Raw data |
———

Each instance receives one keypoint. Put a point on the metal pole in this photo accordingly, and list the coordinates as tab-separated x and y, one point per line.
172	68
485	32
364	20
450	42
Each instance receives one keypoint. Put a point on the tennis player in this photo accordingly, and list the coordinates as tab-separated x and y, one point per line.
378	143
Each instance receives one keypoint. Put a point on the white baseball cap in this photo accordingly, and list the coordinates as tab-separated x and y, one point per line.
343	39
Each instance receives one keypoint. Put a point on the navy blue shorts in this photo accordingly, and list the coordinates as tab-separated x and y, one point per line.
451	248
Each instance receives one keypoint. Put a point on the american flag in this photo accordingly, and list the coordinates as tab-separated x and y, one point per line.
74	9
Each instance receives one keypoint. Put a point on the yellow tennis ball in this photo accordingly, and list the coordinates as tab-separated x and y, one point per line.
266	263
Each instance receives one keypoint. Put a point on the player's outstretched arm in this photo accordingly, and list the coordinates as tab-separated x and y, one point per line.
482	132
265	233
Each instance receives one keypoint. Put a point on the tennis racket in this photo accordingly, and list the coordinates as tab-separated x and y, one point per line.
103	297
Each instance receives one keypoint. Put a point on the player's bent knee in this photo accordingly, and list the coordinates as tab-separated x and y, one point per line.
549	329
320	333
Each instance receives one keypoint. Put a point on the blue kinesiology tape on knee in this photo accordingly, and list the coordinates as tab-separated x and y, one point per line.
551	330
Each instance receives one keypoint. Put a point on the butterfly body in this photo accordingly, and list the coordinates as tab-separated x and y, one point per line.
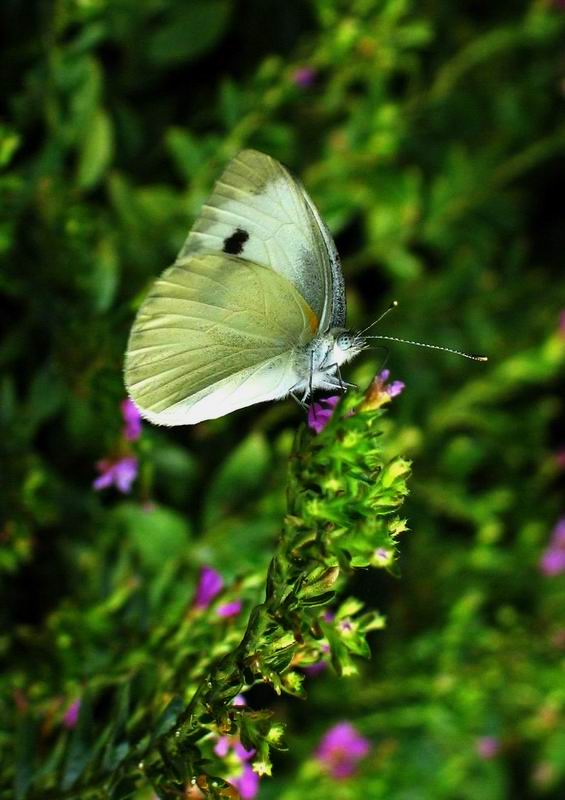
253	309
317	364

———

Written instruction | Could you copy every item above word for word, leaving out any pictures?

The result |
Each instance receives one keypoint. Put a point on the metal pole in this photo accordingly, and list the coordinates as tab-separated x and y, one point per line.
172	68
485	32
364	20
450	42
Each instance receives one keypoint. Put a point on the tennis player in this photo accordingly, and list the coordinates as tab-separated x and y, one point per line.
378	143
Each instance receives one keypoint. Put a point on the white baseball cap in this photo accordingly, and list the coordinates as tab-separated x and y, one point per line.
343	39
Each instance receives one keypoint. Put a point on the navy blue shorts in this photo accordingly, and list the coordinates as tab-separated x and y, one point per line.
451	248
Each instance receives one keypoint. Put a point on the american flag in this photo accordingly, and list the coordinates as tab-separated x and y, one point per line.
74	9
Each instance receives one keypoint. Put a point on the yellow tennis ball in this photo accordingly, and list the coordinates as tab-separated x and y, one point per line.
266	263
Each instance receives one keypoint. Put a point on the player's outstretched arm in this photo accordingly, and list the coordinates as tab-separated x and y, one point per line.
482	132
265	233
Each instance receives one keypoint. Put a point on the tennis racket in this photo accordingly, and list the coordinates as tab-separated x and y, one point per line.
103	297
Each instance receives one keypoint. Put a point on the player's bent knee in this photo accordingly, and list the coordinates as tab-separated x and y, one point per line.
549	329
320	333
Each instance receives one keypoint. Put a point on the blue kinesiology tape on knee in this photo accordingly, and list the coordinates as tab-separated x and y, one point per line.
551	330
Each instance receives one keypoint. Put a point on the butterfly body in this photo accordingly, and list the coordinates as tab-separated x and y, one point per line.
253	309
317	364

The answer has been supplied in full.